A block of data
::::
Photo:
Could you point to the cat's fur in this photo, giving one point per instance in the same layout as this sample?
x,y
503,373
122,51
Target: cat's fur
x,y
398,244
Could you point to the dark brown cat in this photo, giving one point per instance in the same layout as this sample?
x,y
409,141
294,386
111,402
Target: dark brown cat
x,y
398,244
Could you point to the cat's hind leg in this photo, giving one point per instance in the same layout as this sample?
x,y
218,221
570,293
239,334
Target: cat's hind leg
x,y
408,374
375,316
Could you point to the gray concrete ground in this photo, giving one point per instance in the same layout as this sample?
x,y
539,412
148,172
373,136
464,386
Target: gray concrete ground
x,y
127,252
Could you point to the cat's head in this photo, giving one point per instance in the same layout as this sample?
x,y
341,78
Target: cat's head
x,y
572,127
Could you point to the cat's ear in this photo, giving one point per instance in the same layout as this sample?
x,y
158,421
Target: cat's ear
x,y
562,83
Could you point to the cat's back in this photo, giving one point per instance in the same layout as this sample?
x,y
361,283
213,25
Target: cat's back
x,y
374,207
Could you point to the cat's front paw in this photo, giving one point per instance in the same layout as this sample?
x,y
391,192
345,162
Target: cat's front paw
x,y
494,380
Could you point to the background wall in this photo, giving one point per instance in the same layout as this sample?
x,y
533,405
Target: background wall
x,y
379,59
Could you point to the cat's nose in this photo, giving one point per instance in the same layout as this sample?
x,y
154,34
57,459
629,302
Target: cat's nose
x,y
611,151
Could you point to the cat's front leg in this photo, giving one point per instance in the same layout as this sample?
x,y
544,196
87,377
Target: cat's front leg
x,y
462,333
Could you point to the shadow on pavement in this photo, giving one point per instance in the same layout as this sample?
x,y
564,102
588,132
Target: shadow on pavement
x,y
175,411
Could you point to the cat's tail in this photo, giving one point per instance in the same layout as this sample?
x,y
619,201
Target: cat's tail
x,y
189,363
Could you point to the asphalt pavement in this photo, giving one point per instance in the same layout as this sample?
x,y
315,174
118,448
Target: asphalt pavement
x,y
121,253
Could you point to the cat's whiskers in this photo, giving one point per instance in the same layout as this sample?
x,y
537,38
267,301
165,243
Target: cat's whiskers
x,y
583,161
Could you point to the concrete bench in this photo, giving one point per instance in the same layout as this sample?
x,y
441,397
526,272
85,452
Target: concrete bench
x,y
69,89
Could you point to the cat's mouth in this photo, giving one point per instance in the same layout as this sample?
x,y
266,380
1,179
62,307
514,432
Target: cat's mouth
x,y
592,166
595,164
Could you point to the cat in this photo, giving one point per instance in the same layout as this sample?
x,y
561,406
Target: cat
::::
▸ **Written exercise**
Rewrite every entry above with "Target" replaced by "Object", leaving all other text unchanged.

▸ **Answer for this exercise**
Photo:
Could you point to the cat's fur in this photo, giving one point per instance in the same layout as this sample?
x,y
503,373
122,51
Object: cat's fur
x,y
398,244
Could you point to the dark brown cat in this photo, giving one point per instance in the same layout as this sample?
x,y
409,141
294,386
111,402
Object: dark brown cat
x,y
398,244
Could you point to the cat's hind leg in this photo, giving one point per instance in the same layout as this sample?
x,y
218,221
570,293
239,334
Object: cat's hind leg
x,y
408,374
375,316
Could you point to the gray concrete ground in this photo, giving one point per instance in the same layout as this sample?
x,y
539,412
148,172
373,136
464,386
Object: gray concrete ground
x,y
127,252
Could you point to the cat's head in this photo, giving one point per instance in the same layout as this sample?
x,y
341,78
Object: cat's head
x,y
572,127
Could you point to the cat's ear in this photo, giving one point per instance in the same layout as this sample?
x,y
158,421
Object: cat's ear
x,y
562,83
Could you point to the cat's back in this photo, giving one point per instance in the same layout as this sample?
x,y
361,283
213,25
Object: cat's back
x,y
374,207
Could you point to the cat's front paw in this photo, giving one point per instance in the same layout as this sample?
x,y
391,192
345,162
Object: cat's front paw
x,y
494,380
Could you point to the background wall in this photo, giving one point per instance in the same layout as this sample?
x,y
533,405
Object: background wall
x,y
379,59
Could you point to the cat's nose in this photo, giving one point per instance in the same layout as this sample?
x,y
154,34
57,459
629,302
Object: cat's nose
x,y
611,151
Could you point to the cat's front leg in this photo, giving one point per instance in the same layout as this sample?
x,y
544,196
87,377
Object: cat's front leg
x,y
462,333
Could you point to the shadow on pavement in this photo, giving one point per instance in the same layout as this sample?
x,y
564,102
588,132
Object: shadow on pavement
x,y
175,411
Could you point to the cat's tail in this photo, giving one point per instance in the same layout as this sample?
x,y
619,201
Object: cat's tail
x,y
189,363
Could you point to the asphalt pavement in this photo, giving one point per instance in the same layout as this sample?
x,y
315,174
118,448
Object: asphalt pavement
x,y
121,253
Could you point to the cat's whiskers in this photo, giving one point per instance in the same layout as this sample?
x,y
537,38
267,301
165,243
Object: cat's whiskers
x,y
583,161
Could you point to the concrete bench in this photo, giving one point per instance in the same layout as this sample?
x,y
441,397
526,272
85,452
Object: concrete bench
x,y
69,89
Could you point to the cat's mouth in this photo, giving one point per instance in the same layout as this sample?
x,y
266,380
1,179
62,307
514,432
Object: cat's mouth
x,y
592,166
595,164
Could you point to the cat in this photo, giving one point per instance in the same layout as this sample?
x,y
561,406
Object: cat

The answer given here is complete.